Write out all the entries word for word, but skip any images.

>> start Material

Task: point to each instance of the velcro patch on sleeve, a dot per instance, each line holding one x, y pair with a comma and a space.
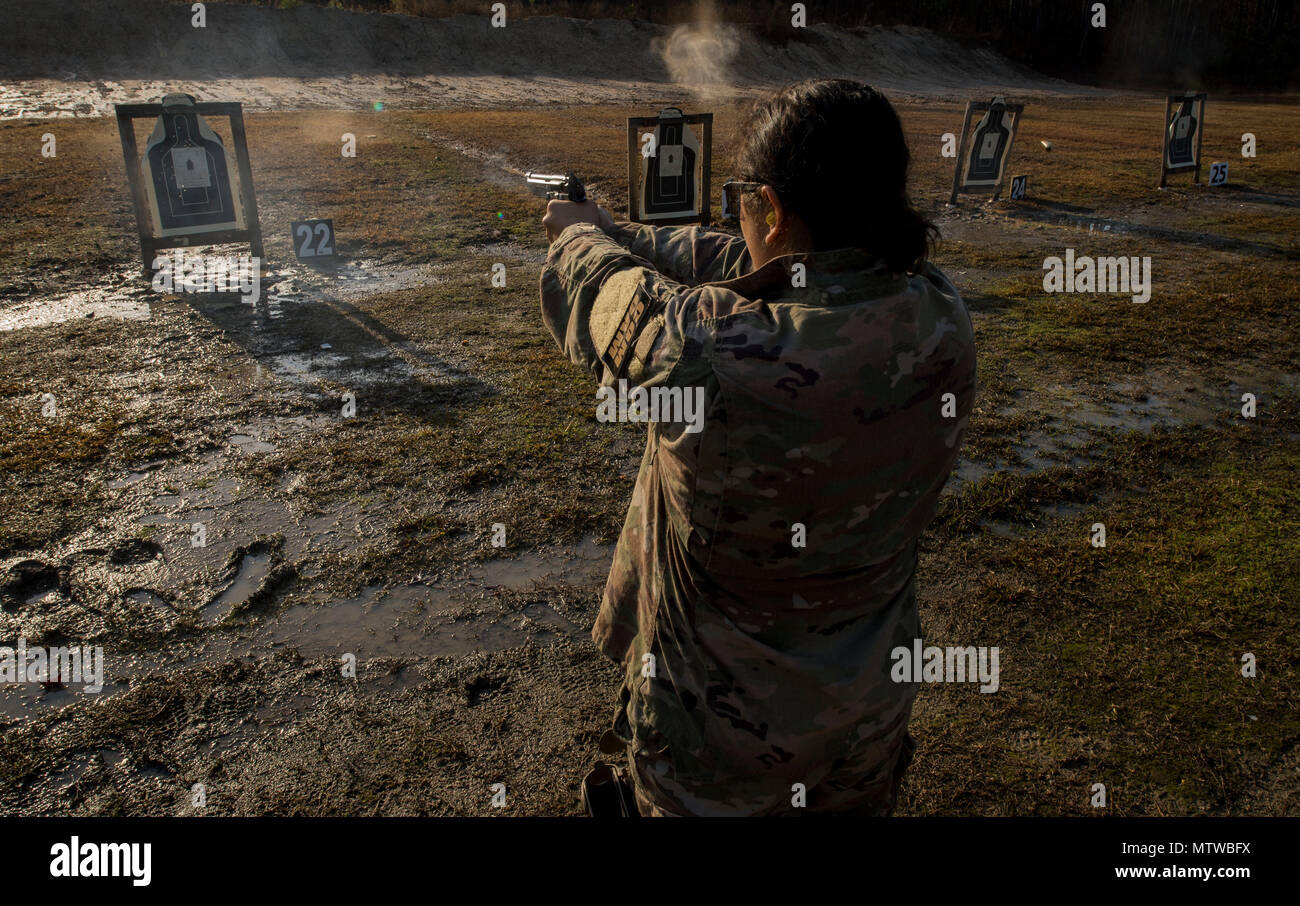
644, 349
618, 313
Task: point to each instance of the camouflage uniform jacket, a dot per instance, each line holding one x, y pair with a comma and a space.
767, 562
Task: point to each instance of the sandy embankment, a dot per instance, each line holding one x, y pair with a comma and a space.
61, 59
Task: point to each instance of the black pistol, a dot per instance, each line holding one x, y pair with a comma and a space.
550, 186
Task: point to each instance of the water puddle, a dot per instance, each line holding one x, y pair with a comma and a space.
81, 306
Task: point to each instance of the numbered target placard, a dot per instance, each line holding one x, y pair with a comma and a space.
670, 163
312, 238
983, 154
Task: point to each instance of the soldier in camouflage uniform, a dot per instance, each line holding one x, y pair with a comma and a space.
767, 564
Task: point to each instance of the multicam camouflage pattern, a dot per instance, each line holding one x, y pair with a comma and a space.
824, 408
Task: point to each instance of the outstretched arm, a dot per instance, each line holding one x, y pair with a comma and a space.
614, 313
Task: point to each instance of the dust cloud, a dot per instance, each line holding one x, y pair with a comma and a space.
698, 55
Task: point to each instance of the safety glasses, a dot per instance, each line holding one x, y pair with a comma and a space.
732, 190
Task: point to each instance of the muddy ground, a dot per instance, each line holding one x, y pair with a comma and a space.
371, 536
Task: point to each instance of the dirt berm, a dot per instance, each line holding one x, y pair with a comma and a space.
151, 39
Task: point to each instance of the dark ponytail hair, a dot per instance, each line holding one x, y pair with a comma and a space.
835, 154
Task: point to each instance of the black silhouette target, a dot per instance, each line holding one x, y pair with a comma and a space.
190, 178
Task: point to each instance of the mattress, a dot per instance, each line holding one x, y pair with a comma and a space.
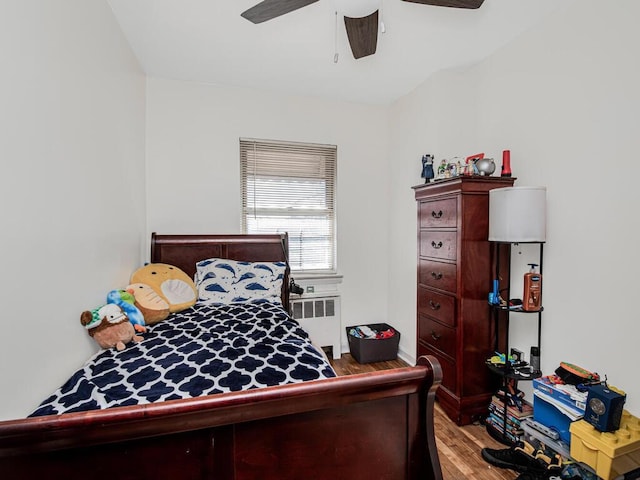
204, 350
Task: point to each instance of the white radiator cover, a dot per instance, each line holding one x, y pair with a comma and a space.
320, 317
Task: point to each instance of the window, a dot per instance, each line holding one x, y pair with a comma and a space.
290, 187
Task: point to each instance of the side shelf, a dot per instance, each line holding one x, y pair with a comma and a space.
509, 372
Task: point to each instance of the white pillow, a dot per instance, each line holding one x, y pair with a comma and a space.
220, 280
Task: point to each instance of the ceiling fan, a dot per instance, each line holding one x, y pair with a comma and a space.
362, 32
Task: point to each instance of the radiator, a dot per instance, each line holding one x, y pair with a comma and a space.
320, 317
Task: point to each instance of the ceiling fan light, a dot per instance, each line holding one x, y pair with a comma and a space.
357, 8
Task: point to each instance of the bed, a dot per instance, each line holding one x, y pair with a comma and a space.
367, 426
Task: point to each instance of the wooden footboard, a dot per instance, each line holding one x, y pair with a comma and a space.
369, 426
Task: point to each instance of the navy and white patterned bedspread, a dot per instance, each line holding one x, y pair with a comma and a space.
204, 350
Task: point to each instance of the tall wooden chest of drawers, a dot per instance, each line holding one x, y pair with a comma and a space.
454, 280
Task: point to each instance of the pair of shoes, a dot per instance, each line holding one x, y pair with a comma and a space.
548, 474
513, 459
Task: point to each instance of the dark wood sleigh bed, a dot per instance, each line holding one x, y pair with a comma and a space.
368, 426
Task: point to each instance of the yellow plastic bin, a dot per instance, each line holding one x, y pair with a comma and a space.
610, 454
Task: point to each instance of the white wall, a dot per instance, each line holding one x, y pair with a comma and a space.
71, 189
194, 173
564, 98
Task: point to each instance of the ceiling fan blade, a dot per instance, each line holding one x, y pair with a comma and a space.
450, 3
362, 34
269, 9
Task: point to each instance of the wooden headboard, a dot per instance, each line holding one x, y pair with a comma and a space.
184, 251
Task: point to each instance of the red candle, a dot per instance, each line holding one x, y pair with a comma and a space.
506, 163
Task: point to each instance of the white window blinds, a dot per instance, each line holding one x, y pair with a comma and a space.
290, 187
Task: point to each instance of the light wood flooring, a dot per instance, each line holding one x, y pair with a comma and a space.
458, 447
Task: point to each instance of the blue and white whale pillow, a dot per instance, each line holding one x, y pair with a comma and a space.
220, 280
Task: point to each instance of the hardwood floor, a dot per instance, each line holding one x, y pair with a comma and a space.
458, 447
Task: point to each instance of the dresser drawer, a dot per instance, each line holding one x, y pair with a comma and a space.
449, 378
438, 275
439, 213
436, 305
438, 244
439, 336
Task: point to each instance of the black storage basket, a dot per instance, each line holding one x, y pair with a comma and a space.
369, 350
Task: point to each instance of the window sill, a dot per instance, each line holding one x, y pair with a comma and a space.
317, 284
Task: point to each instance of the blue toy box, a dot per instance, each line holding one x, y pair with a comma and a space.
557, 405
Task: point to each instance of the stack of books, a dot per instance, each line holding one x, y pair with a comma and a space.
511, 428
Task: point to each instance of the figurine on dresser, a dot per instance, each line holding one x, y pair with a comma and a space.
427, 168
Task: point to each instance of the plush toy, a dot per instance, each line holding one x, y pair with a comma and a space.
154, 308
125, 300
171, 283
109, 326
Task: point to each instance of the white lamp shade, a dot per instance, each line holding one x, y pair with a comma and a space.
518, 214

>> end Material

• Task response:
Task: point to each instance of the velcro patch on sleeve, a dot per instance, each line holding one x, y pair with a comma and a space.
644, 349
618, 313
Task: point to each instance of the camouflage uniform jacket, a dot per instance, each line holding one x, y pair with a comma and a space.
767, 562
Task: point to each instance of the sandy embankment, a dot per instance, each line holding one x, y pair with a comma and a space.
61, 59
Task: point to each instance of the black pistol, a dot per instance, each line holding one x, y pair with a comma and a space.
550, 186
Task: point to each instance of the water puddle, a dot per instance, each line holding one x, y pair with a comma and a space.
81, 306
Task: point to each instance of the numbered target placard, a dot per instance, each line holding one x, y pair with a comma and a space.
670, 163
312, 238
983, 154
Task: point to each instance of the soldier in camouflage uniform, a dot per instance, each line holding one x, y pair with a comma and a space.
767, 564
Task: point to each instance of the multicam camouflage pattern, a dot per instance, each line holding one x, y pair with a comma and a space.
824, 408
Task: point to each instance of the outstretched arm, a dot per instance, each line holding one x, y pair with a comma and a space.
614, 313
Task: point to each instance of the dust cloud, a dot per instance, each line holding one x, y pair with a comma and a space.
698, 55
Task: point to each instance of the safety glasses, a dot per instance, each line holding one x, y pair with a comma and a space.
732, 190
Task: point to each instance of the muddy ground, a dot per instance, each line holding one x, y pair with a comma and a space.
371, 536
Task: point to each instance of the dirt berm, a dot per instance, each line holding one x, y pair with a comma and a space.
151, 39
Task: point to each instance of the dark ponytail hair, a dot per instance, each line holding one x, y pair with a comma and a space.
835, 154
Task: point to each instance of the black silhouette target, a dot per instance, each line holding one x, y pair with a comma and a space.
190, 178
Task: point to each instance of the mattress, a dot per instance, each line holding one x, y pair with a comma and a space.
204, 350
Task: point to each instance of the white radiator cover, a dot per instance, each line holding one x, y pair with a comma and a space.
320, 317
Task: point to each instance of the window, a dot per instance, each line holding one x, y pair with a comma and a space.
290, 187
Task: point to each instance of the side shelf, a dot per instance, each line holding one x, y pair with a comma and a space.
509, 372
Task: point to each instance of the white pillow, a dot per instance, each line holding one x, y pair with a comma and a space.
220, 280
Task: point to each instance of the ceiling fan, a dot per instance, each line holding one x, y pair with a comma and a space.
362, 32
Task: point to each instance of the radiator, a dot per instance, each line holding one x, y pair with a comma and a space.
320, 317
Task: point to each instance of the ceiling fan light, a dot per instance, each line holding one x, y pair with a comma and a space.
357, 8
Task: point to each instance of the bed, a dot per instance, each line holding one x, y pair with a comma and a space.
367, 426
Task: point to each instance of the wooden footboard, a dot per instance, each line holding one x, y pair with a comma and a space.
369, 426
Task: point to each instance of the navy and white patterned bedspread, a dot per instance, each line holding one x, y pair with a comma and a space.
204, 350
Task: point to each instance of the tall wooden chest of drawers, a dot per instance, each line holding one x, y pair with a comma and a space.
454, 280
Task: point to each instance of the pair of shoes, a dot per instance, each line holding one x, y pair with a comma and a space.
548, 474
513, 459
Task: point to each instance of the dark wood sleigh bed, a dot per instance, each line holding one x, y pair with a comma and a space.
368, 426
Task: point to each instance of the yellow plastic bin, a dot per instance, each line holding one x, y pair with a comma and a space.
610, 454
Task: point to each instance of the white wall, a dot per instance, each line holding one x, y pair with a comma and a space.
71, 189
194, 173
564, 98
Task: point to each instance of the ceiling fan blade, a dot per instance, each line holding one x, y pair with a comma and a space.
450, 3
362, 34
269, 9
Task: point to each instance of the wooden headboard, a dot per instance, each line holding one x, y pair with a comma and a space.
184, 251
Task: point to each instance of the red candle, a dot per instance, each line holding one x, y pair with a comma and a space.
506, 163
Task: point to each instance of the white window blinds, a dot per instance, each line holding one x, y pair with a comma and a space.
290, 187
Task: point to each instance of the light wood flooring, a dot per instance, each line holding one x, y pair with a comma and a space.
458, 447
Task: point to each instance of the blue and white whale pillow, a dot per instance, each line holding one x, y pair with a comma and a space.
220, 280
Task: point to each instance of the hardwood floor, a dot per instance, each line holding one x, y pair with a comma and a space.
458, 447
Task: point to each instance of the dresser drawer, a dot per instance, each line holding one x, y pair with a comma and a space.
449, 378
438, 275
439, 213
436, 305
438, 244
439, 336
Task: point to each instance of the black storage basket, a dot per instance, each line holding one x, y pair with a comma and a space.
369, 350
Task: point to each instance of the window sill, a dot per instance, each line holding one x, y pair with a comma and a space.
317, 284
Task: point to each instance of the blue toy box, a dot per instance, each line holding one x, y pair with a comma and a space.
557, 405
Task: point to each instance of the stack of books, a dot per instance, each line holding one x, y pair with a comma and a space.
511, 428
Task: point to each instance of the figurine on dresser, a dot per instance, each line holding one x, y pair with a comma and a space.
427, 168
Task: point to each instance of the plush toy, a dot per instance, each line holding one x, y pair with a comma and a space.
154, 308
125, 300
171, 283
109, 326
Task: point to each instance of the white lamp shade, a dot per instance, each line holding one x, y pair with a comma and a space.
518, 214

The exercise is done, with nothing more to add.